# Start of Extracted records
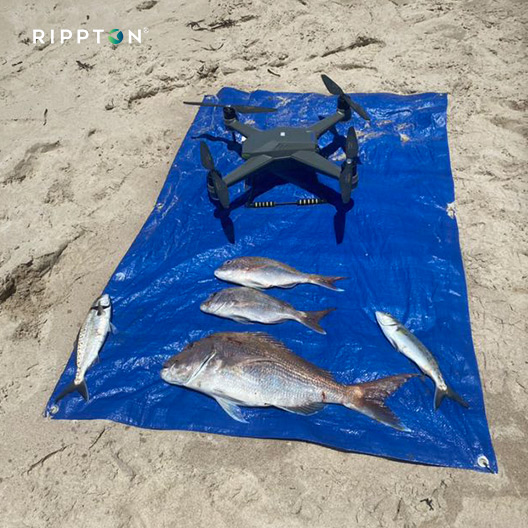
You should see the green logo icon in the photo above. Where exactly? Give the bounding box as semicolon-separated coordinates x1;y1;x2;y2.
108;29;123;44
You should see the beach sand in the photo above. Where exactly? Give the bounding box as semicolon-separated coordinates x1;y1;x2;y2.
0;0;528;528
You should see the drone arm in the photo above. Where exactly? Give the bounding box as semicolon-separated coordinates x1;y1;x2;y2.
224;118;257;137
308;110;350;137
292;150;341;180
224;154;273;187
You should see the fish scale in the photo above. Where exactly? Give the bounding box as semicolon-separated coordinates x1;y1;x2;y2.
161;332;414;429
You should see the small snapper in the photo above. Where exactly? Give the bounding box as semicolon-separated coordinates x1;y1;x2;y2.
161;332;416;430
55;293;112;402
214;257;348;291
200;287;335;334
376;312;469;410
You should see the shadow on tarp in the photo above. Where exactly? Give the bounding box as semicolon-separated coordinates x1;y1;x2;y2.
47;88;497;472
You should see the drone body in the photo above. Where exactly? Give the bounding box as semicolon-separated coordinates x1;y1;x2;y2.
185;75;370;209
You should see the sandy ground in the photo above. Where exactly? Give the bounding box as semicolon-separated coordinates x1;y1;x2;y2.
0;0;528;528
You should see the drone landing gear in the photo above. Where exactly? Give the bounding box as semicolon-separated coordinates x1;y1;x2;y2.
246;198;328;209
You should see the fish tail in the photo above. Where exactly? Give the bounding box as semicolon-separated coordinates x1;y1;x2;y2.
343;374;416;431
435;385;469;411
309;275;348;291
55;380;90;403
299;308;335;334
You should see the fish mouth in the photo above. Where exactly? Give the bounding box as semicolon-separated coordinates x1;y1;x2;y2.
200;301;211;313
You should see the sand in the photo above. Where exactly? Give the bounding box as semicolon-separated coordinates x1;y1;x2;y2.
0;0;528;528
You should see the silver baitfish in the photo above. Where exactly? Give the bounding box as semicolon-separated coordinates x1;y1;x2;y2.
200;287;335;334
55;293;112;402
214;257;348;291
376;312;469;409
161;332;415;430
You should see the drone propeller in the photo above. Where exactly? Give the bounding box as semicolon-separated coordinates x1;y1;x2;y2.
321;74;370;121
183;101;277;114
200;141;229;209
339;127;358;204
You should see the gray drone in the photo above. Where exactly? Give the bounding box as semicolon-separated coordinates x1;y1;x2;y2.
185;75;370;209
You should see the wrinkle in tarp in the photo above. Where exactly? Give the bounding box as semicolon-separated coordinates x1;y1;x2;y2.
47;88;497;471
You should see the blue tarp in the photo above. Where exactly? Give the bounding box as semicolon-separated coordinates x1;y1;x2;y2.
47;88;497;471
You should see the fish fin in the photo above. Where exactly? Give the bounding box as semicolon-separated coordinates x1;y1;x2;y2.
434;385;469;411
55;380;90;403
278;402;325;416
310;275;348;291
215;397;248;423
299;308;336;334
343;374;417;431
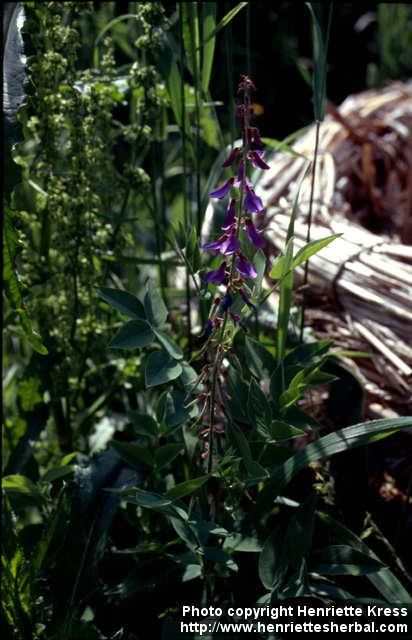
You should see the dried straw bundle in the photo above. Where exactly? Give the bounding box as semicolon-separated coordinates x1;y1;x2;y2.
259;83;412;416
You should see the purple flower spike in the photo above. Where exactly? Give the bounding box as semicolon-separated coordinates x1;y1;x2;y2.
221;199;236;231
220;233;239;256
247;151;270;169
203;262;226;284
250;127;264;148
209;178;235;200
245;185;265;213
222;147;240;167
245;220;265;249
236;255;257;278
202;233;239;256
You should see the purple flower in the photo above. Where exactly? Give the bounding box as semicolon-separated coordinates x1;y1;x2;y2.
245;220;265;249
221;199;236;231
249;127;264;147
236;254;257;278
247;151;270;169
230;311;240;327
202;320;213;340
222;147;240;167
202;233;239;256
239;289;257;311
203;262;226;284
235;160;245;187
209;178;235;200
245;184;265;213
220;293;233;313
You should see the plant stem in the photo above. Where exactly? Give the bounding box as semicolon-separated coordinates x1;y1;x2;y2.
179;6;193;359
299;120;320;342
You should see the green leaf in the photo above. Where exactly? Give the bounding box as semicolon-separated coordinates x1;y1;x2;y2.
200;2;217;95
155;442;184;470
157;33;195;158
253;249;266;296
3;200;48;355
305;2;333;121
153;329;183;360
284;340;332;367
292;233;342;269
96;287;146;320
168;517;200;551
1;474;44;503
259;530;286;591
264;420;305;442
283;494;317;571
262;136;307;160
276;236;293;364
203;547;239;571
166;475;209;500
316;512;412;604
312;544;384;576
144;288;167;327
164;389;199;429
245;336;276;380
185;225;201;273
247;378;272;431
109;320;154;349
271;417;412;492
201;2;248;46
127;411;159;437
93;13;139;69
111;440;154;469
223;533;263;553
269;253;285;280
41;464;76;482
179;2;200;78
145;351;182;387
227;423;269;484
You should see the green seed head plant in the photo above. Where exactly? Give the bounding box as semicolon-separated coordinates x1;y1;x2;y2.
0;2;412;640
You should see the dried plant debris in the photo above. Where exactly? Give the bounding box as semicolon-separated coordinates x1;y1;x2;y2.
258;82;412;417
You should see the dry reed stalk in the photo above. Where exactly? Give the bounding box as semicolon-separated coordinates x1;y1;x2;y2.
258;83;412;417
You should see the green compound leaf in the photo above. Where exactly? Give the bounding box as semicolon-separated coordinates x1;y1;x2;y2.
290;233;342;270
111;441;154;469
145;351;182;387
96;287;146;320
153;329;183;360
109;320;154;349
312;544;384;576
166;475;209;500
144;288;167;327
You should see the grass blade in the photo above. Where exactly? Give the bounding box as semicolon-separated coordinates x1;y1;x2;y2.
# End of Extracted records
■ The problem ■
Repeat all of the lines above word for word, but leave out the pictures.

■ Written solution ■
You should see the green logo icon in the photo above. Where exactly? Give the bounding box as semicolon-separated coordinates x1;y1;x2;y2.
108;29;123;44
You should see the beach sand in the photo above. Where exactly? Give the bounding box as semicolon-separated coordinates x1;y1;x2;y2.
0;0;528;528
You should see the drone arm in the photo above. Where exactly? Give the bounding box as semicolon-separated coordinates x1;y1;x2;y2.
224;118;257;137
308;110;350;137
292;150;341;180
224;154;273;187
You should see the fish scale in the photo above. Where exactly? Give the bounding box as semicolon-separated coordinates x1;y1;x2;y2.
161;332;414;429
You should see the small snapper in the photo above. Where exactly? Give the bounding box as semicolon-separated coordinates x1;y1;x2;y2.
161;332;416;430
55;293;112;402
214;257;348;291
200;287;335;334
376;312;469;410
You should see the shadow on tarp in the photo above. Where exactly? Give the bounding box as semicolon-separated coordinates x1;y1;x2;y2.
47;88;497;472
You should see the drone body in the photo above. Where exactly? Give the bounding box as semicolon-separated coordinates x1;y1;x2;y2.
185;75;370;209
You should see the sandy ground in the photo above. Where exactly? Give the bounding box as semicolon-separated coordinates x1;y1;x2;y2.
0;0;528;528
You should see the drone landing gear in the photo above. Where exactly? Give the bounding box as semicolon-separated coordinates x1;y1;x2;y2.
246;198;328;209
You should see the fish tail in the photo above. Where exactly? Give the bounding box as semicolon-separated coordinates x1;y1;x2;y2.
343;374;416;431
435;385;469;411
309;275;348;291
55;380;90;403
299;308;335;334
You should see the fish mouth in the photo above. Where exactly? Give the bounding box as semicolon-separated coordinates x1;y1;x2;y2.
200;301;211;313
You should see the sand in the photo above. Where exactly? Give the bounding box as semicolon-separated coordinates x1;y1;x2;y2.
0;0;528;528
You should see the silver baitfish in the photo above. Where exactly? Give the bounding box as semicolon-separated coordinates x1;y1;x2;y2.
200;287;335;334
55;293;112;402
214;257;348;291
376;312;469;409
161;332;415;430
You should see the drone propeller in the photo above. Where exactly? Give the bounding box as semicolon-separated coordinates x1;y1;x2;y2.
321;74;370;121
183;101;277;114
200;141;229;209
339;127;358;204
You should see the gray drone in the photo above. Where exactly? Give the bounding box as semicolon-separated coordinates x1;y1;x2;y2.
185;75;370;209
You should see the wrinkle in tarp in the photo above. Where exactly? Give the bounding box as semicolon-separated coordinates x1;y1;x2;y2.
47;88;497;471
You should see the blue tarp in the photo above. Where exactly? Give the bounding box as semicolon-separated coordinates x1;y1;x2;y2.
47;88;497;471
You should see the fish fin in the photo above. Where exactly? Give the bounding box as semicolon-separated coordinates x1;y1;x2;y2.
434;385;469;411
55;380;90;403
278;402;325;416
310;275;348;291
215;397;248;423
299;308;336;334
343;374;417;431
You should see the dried straw bundle in the photo above. Where exactly? Give the bounding box as semicolon-separated coordinates x1;y1;x2;y2.
259;83;412;416
You should see the purple flower spike in the photo above. Where exactly? Give the bounding box as semicolon-separated coordinates x1;y1;x2;y2.
221;199;236;231
220;233;239;256
247;151;270;169
203;262;226;284
250;127;264;148
209;178;235;200
245;185;265;213
222;147;240;167
245;220;265;249
236;255;257;278
202;233;239;256
You should see the purple flower in the photo above. Where exactly? Give the bounding box as semicolon-separated coordinates x1;y1;x2;y2.
245;220;265;249
221;199;236;231
249;127;264;147
236;254;257;278
247;151;270;169
230;311;240;327
202;320;213;340
222;147;240;167
202;233;239;256
239;289;257;311
203;262;226;284
235;160;245;187
209;178;235;200
245;184;265;213
220;293;233;313
You should see the plant stem in the photo above. Where exactly? Give the bounding box as semicolon-separated coordinates x1;y1;x2;y2.
179;6;193;359
299;120;320;342
You should see the green leaf in the photo above. Where exactly? Give the bounding box as semicolon-separated coordinates x1;y1;x2;y2.
200;2;217;95
155;442;184;470
157;33;195;158
253;249;266;296
3;200;48;355
305;2;333;121
153;329;183;360
284;340;332;367
292;233;342;269
96;287;146;320
168;517;200;551
1;474;44;503
259;530;286;591
264;420;305;442
283;494;317;571
262;136;307;160
276;236;293;364
203;547;239;571
166;475;209;500
316;512;412;604
312;544;384;576
144;288;167;327
164;389;199;429
245;336;276;380
185;225;201;273
247;378;272;431
109;320;154;349
271;417;412;492
201;2;248;46
127;411;159;437
93;13;139;69
111;440;154;469
223;533;263;553
269;253;285;280
41;464;76;482
179;2;200;78
145;351;182;387
227;423;269;484
You should see the green seed head plant in the photo above. Where exactly? Give the bounding box as semicolon-separated coordinates x1;y1;x2;y2.
0;2;412;640
You should see the dried plant debris in the photo above. Where exactly? Give the bounding box as semicolon-separated coordinates x1;y1;x2;y2.
258;82;412;417
You should see the dry reed stalk in the photo above. Where exactly? Give the bounding box as semicolon-separated coordinates x1;y1;x2;y2.
258;83;412;417
You should see the green compound leaf in the photo above. Where exactly? Give the bounding box as semicolon-separated coordinates x1;y1;x2;y2.
290;233;342;270
111;441;154;469
145;351;182;387
96;287;146;320
153;329;183;360
109;320;154;349
312;544;384;576
166;475;209;500
144;288;167;327
You should see the grass blade in the photo above. Where exactly? Give the bounding box as semicolon-separated coordinates x1;y1;x2;y2.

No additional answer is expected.